[Passage given]
OK. Changed it to a SHOULD. The sending wouldn't be reliable anyway.
>> 
>>> Also it seems in most of the cases mapping of Int-VTag to Priv-Addr should be enough. Is it really required to keep the rest like External VTag in the table?  
>> Yepp. To map incoming packets with the T-bit set.
>> [Maxim] Yes, it's reasonable but not mandatory in my view compared to e.g. Int-VTag.  That was my point.  Do you think it's a bad idea to add a sentence explaining why Ext-VTag is needed? Btw, I propose to use "T bit" instead to align with RFC4960.
> Fixed.
> [Maxim] Ok
>> 
>>> -----
>>> 3.
>>> It seems the case when SCTP is behind the NAT and it's in the Server mode (accepts INITs) is not described clearly.. There is only one paragraph about it:
>>> 
>>>   For an incoming packet containing an INIT-chunk a table lookup is
>>>   made only based on the addresses and port numbers.  If an entry with
>>>   an External-VTag of zero is found, it is considered a match and the
>>>   External-VTag is updated.
>>> 
>>> I think it’s not enough. What should be the behavior when an entry is not found? When it’s found but
>> You can't do anything...
>>> External VTag is not zero?
>> Drop it.
>> [Maxim] Would be good to mention it in the draft.
> OK. I added:
> If an entry with a non-matching External-VTag is found or no entry is found,
> the incoming packet is dropped. If an entry with a matching External-VTag
> is found, the incoming packet is forwarded.
> [Maxim] Ok
>> 
>>> As far as I understood the idea of the document is that the NAT is kind of a firewall for packets received from unknown external IP address (no entry found including incoming INIT case). Is it really so? Can it be improved in cases when the NAT trusts to some external IPs, i.e. there is a method to configure from which external IP addresses it should accept incoming INITs. In that case the NAT could also map incoming associations.
>> You can also have mechanisms not described in this document to handle exposed ports...
>> [Maxim] Yes, we discussed it and I'm fine with it. Anyway, for me it would be really useful if the draft in the beginnig has a sentence explaining it. 
> I added the last sentence to the following paragraph in Section 4.3:
> 
> <t>For the SCTP NAT processing the NAT device has to maintain a NAT binding table
> of Internal-VTag, Internal-Port, External-VTag, External-Port, Private-Address,
> and whether the restart procedure is disabled or not.
> An entry in that NAT binding table is called a NAT state control block.
> The function Create() obtains the just mentioned parameters and returns
> a NAT-State control block.
> A NAT device MAY allow creating NAT-State control blocks via a management
> interface.</t>
> [Maxim] Ok
>> 
>>> Otherwise I see it as a serious limitation of the proposed solution and it should be clearly stated at the beginning of the document.
>>> -----
>>> 5.
>>> The document focuses on cases when entries are added into the table but doesn’t describe when and how they should be removed.
>>> I think processing of ABORT and SHUTDOWN COMPLETE/ACK should be added.

[Given request A] The SCTP NAT discussion includes a paragraph added to Section 4.3. List every item that paragraph says the NAT binding table must hold.

[Data listing]
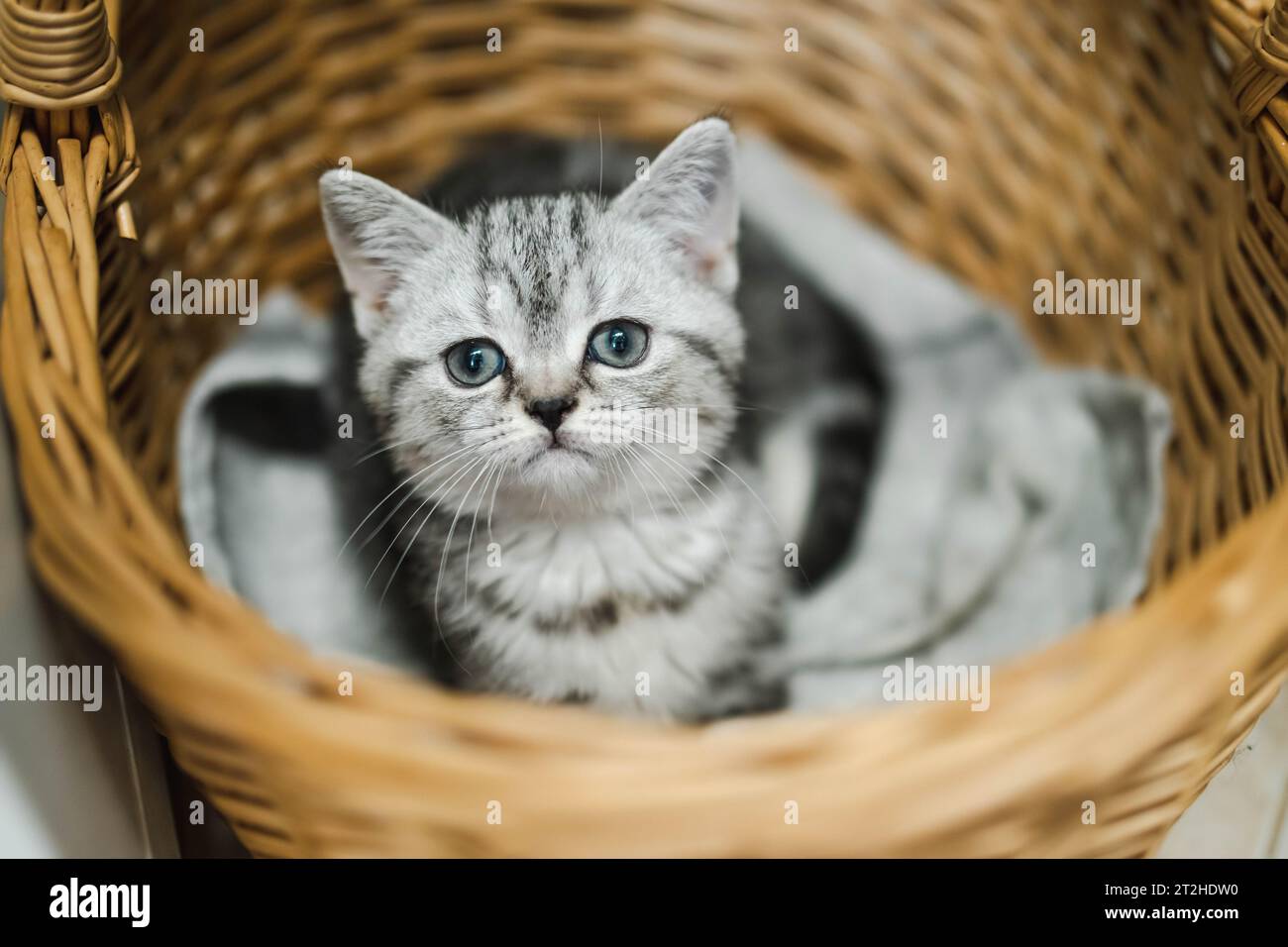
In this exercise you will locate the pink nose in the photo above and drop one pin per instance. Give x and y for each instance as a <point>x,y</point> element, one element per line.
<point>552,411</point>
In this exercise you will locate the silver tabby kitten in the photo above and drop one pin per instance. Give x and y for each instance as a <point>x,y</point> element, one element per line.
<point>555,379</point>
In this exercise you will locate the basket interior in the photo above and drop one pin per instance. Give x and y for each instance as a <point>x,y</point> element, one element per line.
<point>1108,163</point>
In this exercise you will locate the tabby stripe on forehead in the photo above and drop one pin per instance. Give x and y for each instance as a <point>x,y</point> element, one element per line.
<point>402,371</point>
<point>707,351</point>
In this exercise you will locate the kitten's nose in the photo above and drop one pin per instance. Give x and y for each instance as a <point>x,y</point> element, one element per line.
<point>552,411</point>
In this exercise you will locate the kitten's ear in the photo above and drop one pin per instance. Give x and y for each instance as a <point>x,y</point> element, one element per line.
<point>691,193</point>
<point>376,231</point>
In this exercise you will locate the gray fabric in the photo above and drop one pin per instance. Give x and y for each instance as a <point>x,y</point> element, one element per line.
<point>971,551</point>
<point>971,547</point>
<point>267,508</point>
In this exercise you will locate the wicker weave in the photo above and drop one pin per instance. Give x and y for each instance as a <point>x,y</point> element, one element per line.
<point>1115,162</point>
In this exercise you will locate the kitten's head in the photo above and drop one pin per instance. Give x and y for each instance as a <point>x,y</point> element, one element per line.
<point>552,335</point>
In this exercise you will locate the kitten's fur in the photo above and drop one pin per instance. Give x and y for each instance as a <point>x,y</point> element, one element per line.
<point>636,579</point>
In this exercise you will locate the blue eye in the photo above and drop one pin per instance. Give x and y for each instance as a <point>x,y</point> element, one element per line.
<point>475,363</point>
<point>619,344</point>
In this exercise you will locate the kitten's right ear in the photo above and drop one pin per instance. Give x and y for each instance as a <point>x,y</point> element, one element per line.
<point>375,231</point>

==

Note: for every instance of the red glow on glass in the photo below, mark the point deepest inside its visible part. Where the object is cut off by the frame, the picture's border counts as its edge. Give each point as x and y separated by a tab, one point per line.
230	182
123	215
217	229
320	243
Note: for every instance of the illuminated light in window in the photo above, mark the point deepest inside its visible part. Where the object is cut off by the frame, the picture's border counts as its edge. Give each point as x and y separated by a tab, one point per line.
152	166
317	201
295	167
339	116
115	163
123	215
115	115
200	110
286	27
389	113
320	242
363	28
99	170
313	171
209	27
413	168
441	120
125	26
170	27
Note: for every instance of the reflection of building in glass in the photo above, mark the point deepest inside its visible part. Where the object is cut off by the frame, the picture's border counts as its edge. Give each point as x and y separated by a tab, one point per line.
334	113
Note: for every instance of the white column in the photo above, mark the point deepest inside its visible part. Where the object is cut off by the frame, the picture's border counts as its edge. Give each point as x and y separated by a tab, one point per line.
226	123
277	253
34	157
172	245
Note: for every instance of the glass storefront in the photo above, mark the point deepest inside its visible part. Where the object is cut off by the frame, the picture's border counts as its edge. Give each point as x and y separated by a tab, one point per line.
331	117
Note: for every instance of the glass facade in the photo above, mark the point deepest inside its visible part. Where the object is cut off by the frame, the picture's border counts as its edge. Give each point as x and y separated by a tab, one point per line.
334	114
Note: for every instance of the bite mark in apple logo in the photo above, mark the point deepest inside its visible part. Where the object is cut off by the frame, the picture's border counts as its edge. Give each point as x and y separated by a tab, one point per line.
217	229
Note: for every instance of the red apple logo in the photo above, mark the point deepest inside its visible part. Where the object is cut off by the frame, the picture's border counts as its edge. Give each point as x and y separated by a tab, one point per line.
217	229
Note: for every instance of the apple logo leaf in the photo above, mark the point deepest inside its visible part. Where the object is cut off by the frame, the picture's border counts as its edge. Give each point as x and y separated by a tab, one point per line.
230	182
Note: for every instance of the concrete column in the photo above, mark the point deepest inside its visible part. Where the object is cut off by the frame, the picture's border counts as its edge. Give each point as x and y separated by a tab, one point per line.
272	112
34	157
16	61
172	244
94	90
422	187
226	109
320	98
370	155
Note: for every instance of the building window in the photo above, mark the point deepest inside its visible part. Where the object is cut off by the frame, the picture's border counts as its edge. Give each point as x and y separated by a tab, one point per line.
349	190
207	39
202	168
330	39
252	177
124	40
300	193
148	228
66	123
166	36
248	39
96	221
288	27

[Given request B] In the listing, reproduce everything from the line containing "In this exercise you will locate the kitten's ear" down to the line containing "<point>376,231</point>", including both of those lines.

[Correct result A]
- Internal-VTag
- Internal-Port
- External-VTag
- External-Port
- Private-Address
- Whether the restart procedure is disabled or not

[Correct result B]
In this exercise you will locate the kitten's ear in the photo above and drop one pin per instance. Give x and y for each instance as a <point>x,y</point> element, one element per line.
<point>691,193</point>
<point>376,231</point>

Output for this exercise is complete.